***** Data rows *****

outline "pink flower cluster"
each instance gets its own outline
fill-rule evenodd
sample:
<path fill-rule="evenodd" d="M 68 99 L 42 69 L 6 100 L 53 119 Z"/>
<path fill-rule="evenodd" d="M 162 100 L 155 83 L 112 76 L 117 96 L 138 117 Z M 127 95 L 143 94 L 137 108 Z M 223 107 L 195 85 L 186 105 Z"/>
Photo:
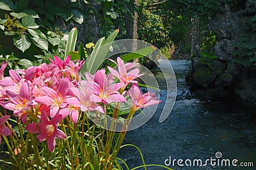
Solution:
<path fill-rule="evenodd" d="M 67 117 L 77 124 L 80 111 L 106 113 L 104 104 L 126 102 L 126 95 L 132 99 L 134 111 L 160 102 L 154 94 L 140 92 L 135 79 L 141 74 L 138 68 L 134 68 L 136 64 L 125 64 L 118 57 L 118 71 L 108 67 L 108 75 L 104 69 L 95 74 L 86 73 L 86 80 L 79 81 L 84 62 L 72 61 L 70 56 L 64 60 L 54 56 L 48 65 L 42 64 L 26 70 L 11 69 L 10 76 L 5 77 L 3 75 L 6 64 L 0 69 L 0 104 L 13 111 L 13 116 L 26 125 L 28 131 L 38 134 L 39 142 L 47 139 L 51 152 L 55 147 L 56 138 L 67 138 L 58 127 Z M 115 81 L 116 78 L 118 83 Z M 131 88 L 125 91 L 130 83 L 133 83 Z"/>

*****
***** Data rows *****

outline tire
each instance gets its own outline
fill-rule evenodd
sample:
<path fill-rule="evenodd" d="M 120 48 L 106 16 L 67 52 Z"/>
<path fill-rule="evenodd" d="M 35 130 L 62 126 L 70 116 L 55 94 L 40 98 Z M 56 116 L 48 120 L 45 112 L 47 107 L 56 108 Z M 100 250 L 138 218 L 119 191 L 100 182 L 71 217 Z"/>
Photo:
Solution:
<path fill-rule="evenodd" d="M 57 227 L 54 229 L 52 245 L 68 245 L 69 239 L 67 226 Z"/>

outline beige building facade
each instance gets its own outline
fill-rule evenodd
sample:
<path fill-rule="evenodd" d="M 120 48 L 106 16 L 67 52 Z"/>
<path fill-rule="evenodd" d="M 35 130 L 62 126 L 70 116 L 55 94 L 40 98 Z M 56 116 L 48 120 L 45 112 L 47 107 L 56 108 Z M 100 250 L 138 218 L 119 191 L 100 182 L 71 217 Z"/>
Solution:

*****
***** Data rows *****

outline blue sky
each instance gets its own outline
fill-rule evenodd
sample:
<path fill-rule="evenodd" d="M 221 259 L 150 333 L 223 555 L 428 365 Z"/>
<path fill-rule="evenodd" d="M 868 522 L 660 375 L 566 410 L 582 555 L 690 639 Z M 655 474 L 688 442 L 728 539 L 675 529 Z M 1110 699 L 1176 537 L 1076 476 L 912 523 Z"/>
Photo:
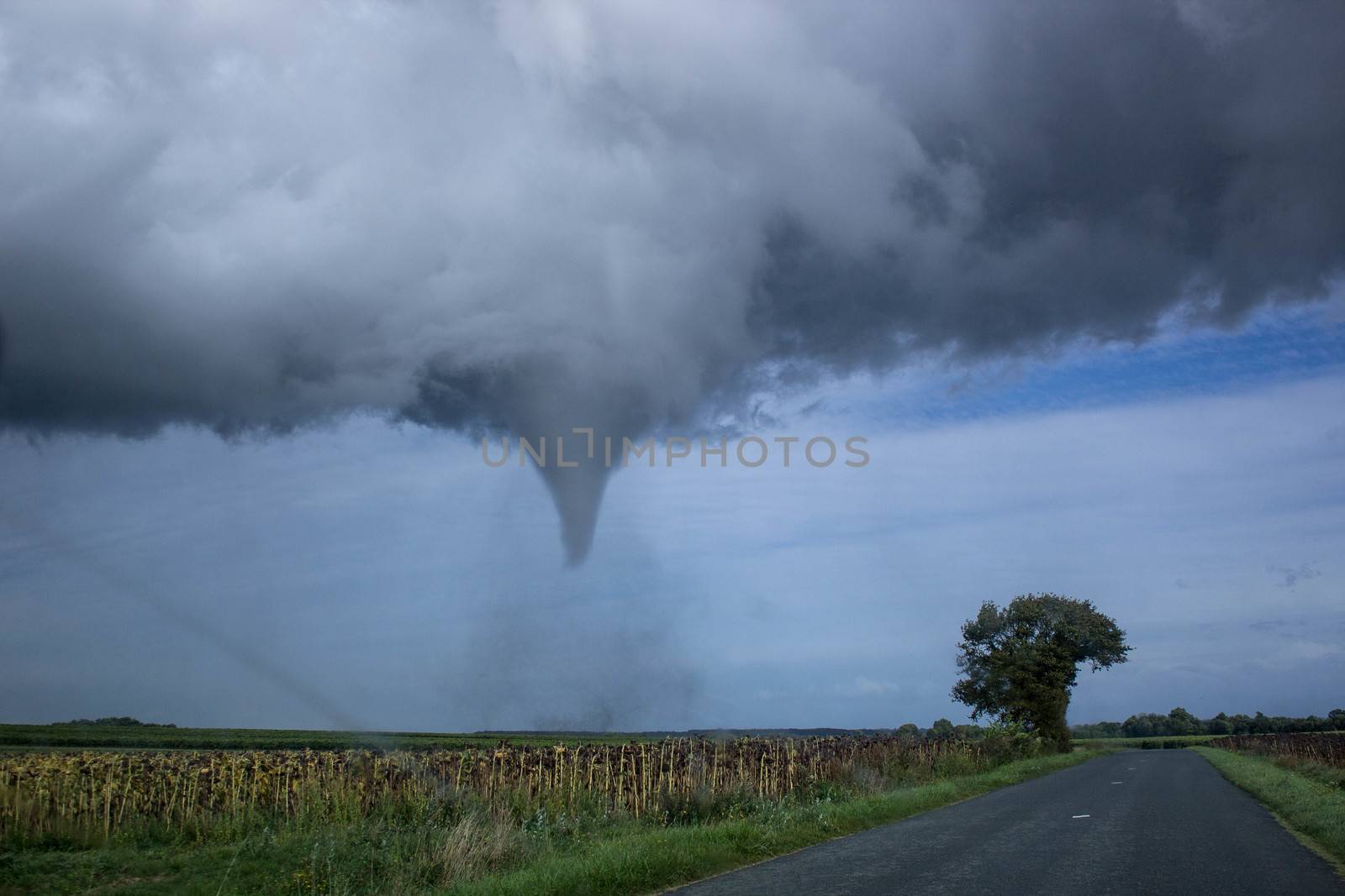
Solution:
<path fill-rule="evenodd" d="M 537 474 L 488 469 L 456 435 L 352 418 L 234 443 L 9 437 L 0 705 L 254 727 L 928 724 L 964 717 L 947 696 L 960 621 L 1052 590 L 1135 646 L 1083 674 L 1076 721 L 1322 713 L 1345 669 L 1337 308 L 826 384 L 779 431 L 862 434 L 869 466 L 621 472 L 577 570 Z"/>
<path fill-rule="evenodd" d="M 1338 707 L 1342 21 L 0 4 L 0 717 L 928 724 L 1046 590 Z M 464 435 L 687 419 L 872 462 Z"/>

*****

Exercise details: Copy the rows above verbatim, beginning at the line that contains "outline blue sky" and stopping after the line that contains "1338 707 L 1342". Leave the pictures out of your copy.

Output for this exercise:
outline blue sky
each instance gets its own outline
fill-rule evenodd
sample:
<path fill-rule="evenodd" d="M 221 259 L 150 333 L 223 555 L 428 365 Z"/>
<path fill-rule="evenodd" d="M 868 522 L 660 375 L 566 410 L 582 555 L 690 639 Z M 655 474 L 688 442 L 728 539 L 675 529 Z M 1110 699 L 1176 537 L 1076 476 L 912 523 Z"/>
Photo:
Solution:
<path fill-rule="evenodd" d="M 537 474 L 488 469 L 456 435 L 352 418 L 234 443 L 9 437 L 0 705 L 254 727 L 928 724 L 964 717 L 947 696 L 960 621 L 1052 590 L 1135 646 L 1083 674 L 1076 721 L 1322 713 L 1345 669 L 1337 308 L 826 384 L 779 431 L 862 434 L 869 466 L 621 472 L 577 570 Z"/>
<path fill-rule="evenodd" d="M 1338 707 L 1342 21 L 0 4 L 0 717 L 928 724 L 1046 590 Z M 464 435 L 687 419 L 872 462 Z"/>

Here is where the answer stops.